** Opening DATASET EXCERPTS block **

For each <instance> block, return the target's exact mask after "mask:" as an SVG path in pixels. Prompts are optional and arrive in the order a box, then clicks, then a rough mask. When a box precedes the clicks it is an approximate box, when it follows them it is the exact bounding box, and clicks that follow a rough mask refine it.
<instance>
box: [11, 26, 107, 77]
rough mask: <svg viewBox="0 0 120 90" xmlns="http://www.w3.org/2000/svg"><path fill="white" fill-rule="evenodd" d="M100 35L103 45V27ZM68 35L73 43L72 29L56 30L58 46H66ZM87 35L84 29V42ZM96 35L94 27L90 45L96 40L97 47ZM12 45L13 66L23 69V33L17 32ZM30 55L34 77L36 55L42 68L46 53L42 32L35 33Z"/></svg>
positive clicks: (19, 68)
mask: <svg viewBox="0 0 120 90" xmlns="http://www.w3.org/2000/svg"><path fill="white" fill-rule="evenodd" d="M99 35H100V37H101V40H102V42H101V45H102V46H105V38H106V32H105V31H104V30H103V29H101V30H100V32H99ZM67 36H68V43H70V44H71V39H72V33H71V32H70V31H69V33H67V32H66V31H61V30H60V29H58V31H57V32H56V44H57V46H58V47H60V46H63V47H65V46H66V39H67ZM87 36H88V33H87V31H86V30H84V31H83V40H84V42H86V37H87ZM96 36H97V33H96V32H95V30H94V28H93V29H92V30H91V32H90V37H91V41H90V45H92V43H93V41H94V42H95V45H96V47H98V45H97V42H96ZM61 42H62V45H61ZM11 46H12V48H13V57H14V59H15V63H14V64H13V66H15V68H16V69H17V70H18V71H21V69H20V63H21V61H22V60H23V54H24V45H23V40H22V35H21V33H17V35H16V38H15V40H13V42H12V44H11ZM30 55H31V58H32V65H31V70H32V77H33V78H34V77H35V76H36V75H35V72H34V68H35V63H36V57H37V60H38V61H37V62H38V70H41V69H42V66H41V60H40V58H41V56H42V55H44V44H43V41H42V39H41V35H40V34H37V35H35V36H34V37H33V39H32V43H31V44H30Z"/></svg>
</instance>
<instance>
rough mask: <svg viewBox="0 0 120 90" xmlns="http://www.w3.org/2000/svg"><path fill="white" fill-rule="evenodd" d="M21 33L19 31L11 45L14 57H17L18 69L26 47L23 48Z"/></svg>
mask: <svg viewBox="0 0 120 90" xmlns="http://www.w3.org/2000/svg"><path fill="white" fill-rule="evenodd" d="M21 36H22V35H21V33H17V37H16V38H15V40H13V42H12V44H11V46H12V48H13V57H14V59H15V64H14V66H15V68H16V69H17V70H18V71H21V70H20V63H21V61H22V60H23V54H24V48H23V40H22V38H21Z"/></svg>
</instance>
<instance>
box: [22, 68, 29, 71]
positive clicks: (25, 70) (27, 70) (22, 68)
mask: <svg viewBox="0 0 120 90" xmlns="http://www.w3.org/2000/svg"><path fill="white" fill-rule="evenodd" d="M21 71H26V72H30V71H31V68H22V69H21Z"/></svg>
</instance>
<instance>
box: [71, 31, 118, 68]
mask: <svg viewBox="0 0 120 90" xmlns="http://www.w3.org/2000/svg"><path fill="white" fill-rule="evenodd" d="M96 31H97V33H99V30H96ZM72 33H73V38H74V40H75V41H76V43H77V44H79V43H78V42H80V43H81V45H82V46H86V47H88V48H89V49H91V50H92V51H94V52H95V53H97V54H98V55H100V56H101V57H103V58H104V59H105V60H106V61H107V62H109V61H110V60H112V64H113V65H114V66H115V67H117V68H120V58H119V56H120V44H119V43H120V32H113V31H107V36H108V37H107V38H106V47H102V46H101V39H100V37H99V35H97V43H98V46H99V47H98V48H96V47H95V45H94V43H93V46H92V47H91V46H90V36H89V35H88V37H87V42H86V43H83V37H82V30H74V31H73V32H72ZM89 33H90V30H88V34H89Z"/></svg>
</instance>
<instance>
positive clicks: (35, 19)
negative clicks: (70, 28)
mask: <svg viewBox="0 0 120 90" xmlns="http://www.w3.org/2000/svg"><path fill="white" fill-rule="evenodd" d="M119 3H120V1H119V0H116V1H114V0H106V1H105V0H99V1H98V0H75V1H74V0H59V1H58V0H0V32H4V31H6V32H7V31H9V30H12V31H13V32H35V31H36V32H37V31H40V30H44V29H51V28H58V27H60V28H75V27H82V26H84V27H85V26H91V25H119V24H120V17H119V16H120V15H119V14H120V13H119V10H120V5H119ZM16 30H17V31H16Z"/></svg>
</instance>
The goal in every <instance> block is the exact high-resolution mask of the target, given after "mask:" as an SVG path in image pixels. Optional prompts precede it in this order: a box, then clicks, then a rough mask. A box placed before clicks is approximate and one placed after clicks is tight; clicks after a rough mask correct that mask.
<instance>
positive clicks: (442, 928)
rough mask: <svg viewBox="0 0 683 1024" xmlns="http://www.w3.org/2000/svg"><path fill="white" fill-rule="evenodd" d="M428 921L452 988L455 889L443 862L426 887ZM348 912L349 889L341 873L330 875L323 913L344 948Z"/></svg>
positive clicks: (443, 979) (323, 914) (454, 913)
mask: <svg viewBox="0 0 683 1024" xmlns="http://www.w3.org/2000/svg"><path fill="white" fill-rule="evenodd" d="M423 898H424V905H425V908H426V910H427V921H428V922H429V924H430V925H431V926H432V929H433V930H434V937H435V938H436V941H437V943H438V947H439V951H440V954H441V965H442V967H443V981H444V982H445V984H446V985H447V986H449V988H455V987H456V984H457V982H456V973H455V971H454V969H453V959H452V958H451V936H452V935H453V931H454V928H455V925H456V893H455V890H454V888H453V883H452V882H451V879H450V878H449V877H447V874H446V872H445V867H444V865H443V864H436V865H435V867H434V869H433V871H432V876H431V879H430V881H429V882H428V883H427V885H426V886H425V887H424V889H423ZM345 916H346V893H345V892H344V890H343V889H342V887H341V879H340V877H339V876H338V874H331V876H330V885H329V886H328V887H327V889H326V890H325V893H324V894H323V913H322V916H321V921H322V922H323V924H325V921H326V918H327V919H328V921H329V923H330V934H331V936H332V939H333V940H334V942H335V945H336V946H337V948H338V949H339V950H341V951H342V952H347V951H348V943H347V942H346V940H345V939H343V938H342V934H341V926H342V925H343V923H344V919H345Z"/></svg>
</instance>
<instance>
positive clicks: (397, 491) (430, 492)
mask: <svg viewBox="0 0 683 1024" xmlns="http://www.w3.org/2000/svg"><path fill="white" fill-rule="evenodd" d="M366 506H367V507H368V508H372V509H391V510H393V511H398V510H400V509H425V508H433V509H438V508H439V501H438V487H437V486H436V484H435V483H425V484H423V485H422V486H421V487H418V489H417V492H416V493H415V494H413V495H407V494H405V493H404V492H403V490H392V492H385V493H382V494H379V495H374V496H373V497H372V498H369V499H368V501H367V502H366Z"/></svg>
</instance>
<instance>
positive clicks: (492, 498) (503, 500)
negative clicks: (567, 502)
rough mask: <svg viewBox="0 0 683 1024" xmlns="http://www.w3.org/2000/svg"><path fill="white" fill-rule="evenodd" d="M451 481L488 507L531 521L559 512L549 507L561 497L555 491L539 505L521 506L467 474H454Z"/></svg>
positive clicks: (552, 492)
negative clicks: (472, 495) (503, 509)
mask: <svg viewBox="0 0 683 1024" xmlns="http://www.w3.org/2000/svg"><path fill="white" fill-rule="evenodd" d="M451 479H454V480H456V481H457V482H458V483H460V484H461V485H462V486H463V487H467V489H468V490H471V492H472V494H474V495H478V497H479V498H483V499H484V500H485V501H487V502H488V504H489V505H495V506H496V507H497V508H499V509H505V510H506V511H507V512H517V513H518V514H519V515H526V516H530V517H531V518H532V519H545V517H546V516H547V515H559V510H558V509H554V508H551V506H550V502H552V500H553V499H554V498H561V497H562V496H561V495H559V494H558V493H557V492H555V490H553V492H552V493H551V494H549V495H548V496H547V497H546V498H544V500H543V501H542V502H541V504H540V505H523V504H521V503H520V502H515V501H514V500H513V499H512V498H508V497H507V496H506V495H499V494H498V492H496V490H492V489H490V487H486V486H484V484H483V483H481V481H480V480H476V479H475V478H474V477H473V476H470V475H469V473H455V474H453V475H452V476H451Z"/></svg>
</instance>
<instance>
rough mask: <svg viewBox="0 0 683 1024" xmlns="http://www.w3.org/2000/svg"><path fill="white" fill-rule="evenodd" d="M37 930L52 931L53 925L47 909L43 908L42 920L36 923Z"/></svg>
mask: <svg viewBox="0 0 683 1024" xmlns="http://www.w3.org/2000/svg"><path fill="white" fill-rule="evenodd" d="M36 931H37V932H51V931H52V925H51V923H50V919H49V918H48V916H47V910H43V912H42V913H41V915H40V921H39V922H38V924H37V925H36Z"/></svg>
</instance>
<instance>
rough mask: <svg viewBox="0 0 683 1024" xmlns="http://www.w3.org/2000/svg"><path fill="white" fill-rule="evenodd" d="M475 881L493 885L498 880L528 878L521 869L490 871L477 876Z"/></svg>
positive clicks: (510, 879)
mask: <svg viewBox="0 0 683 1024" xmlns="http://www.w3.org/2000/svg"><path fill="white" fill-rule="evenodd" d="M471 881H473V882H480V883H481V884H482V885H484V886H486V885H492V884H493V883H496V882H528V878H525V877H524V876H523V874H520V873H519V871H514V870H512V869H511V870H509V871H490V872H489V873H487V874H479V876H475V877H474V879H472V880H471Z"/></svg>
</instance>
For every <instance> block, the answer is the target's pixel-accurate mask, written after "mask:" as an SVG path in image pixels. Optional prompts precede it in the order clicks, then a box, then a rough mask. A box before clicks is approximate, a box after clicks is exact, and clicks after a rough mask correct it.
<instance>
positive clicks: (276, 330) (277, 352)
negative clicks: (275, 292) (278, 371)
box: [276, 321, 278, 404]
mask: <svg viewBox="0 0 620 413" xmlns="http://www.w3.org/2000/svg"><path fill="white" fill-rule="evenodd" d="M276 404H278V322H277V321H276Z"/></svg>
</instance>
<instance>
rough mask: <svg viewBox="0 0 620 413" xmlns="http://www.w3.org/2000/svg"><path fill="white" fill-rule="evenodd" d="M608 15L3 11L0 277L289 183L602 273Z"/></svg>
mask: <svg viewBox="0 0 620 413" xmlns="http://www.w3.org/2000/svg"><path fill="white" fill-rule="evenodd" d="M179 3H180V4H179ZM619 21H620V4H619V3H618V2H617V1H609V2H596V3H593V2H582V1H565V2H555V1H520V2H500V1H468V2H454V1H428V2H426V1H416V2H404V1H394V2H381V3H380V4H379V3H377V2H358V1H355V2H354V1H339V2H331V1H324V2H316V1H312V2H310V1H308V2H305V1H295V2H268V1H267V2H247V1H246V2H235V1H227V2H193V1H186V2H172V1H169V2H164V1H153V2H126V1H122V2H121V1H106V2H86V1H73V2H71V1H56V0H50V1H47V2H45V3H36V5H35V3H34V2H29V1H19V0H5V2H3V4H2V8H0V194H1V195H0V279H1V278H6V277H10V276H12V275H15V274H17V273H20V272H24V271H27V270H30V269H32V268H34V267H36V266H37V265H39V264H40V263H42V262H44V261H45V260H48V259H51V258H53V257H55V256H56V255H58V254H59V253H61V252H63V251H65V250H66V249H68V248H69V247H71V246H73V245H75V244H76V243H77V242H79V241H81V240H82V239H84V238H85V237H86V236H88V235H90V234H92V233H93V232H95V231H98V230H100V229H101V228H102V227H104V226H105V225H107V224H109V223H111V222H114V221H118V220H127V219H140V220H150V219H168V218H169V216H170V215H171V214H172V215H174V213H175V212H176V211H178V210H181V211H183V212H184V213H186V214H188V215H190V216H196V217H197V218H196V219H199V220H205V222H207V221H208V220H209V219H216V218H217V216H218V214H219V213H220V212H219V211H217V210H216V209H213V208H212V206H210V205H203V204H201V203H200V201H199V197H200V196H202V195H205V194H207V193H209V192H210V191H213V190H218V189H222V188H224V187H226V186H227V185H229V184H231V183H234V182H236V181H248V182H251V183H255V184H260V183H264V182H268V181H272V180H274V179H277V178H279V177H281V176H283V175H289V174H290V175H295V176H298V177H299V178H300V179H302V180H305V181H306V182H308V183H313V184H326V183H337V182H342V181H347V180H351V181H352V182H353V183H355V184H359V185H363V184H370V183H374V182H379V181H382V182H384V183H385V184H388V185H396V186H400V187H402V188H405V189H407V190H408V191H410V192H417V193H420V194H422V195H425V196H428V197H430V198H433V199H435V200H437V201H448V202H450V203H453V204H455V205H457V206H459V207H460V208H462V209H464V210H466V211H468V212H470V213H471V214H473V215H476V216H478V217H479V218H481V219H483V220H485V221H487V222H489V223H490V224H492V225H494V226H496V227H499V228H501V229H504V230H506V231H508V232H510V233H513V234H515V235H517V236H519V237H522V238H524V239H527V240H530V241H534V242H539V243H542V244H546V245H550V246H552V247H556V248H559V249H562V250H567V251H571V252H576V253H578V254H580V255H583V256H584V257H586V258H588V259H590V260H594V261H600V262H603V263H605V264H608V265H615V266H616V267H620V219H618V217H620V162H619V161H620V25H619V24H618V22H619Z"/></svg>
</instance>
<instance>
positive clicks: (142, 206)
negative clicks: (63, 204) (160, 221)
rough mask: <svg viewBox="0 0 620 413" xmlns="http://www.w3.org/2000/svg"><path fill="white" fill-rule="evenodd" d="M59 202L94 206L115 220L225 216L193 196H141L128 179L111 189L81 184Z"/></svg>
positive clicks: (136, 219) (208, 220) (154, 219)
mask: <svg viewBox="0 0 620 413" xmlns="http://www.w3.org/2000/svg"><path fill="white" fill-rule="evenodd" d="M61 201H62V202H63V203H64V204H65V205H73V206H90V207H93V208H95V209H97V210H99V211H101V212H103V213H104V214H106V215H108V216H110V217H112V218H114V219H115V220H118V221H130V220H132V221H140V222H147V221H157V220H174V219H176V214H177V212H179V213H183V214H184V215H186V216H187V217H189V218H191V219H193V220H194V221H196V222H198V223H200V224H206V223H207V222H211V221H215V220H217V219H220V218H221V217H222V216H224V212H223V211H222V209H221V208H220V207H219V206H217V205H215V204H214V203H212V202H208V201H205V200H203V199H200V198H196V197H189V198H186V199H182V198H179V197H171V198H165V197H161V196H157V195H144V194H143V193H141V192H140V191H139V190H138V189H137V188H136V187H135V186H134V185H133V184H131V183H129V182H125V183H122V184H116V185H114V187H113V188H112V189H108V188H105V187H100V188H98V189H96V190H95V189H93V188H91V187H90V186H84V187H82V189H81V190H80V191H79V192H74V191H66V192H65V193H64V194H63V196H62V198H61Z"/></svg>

** Closing DATASET EXCERPTS block **

* [REQUIREMENT]:
Set down only the line containing "negative clicks: (63, 204) (160, 221)" and the lines after it through the end, exactly as they appear above.

* [OUTPUT]:
negative clicks: (63, 204) (160, 221)
rough mask: <svg viewBox="0 0 620 413" xmlns="http://www.w3.org/2000/svg"><path fill="white" fill-rule="evenodd" d="M59 202L94 206L115 220L225 216L193 196H141L128 179L111 189L81 184Z"/></svg>
positive clicks: (136, 219) (208, 220) (154, 219)
mask: <svg viewBox="0 0 620 413" xmlns="http://www.w3.org/2000/svg"><path fill="white" fill-rule="evenodd" d="M61 201H62V202H63V203H64V204H65V205H73V206H90V207H93V208H95V209H97V210H99V211H101V212H103V213H104V214H106V215H108V216H110V217H112V218H114V219H115V220H118V221H130V220H132V221H140V222H147V221H157V220H174V219H176V214H177V212H179V213H183V214H184V215H186V216H187V217H189V218H191V219H193V220H194V221H196V222H198V223H200V224H206V223H207V222H211V221H215V220H217V219H220V218H221V217H222V216H224V212H223V211H222V209H221V208H220V207H219V206H217V205H215V204H214V203H212V202H208V201H205V200H203V199H200V198H196V197H189V198H186V199H182V198H179V197H171V198H165V197H161V196H157V195H144V194H143V193H141V192H140V191H139V190H138V189H137V188H136V187H135V186H134V185H133V184H131V183H129V182H125V183H122V184H116V185H114V187H113V188H112V189H108V188H105V187H100V188H98V189H96V190H95V189H93V188H91V187H90V186H84V187H82V189H81V190H80V191H79V192H74V191H66V192H65V193H64V194H63V196H62V198H61Z"/></svg>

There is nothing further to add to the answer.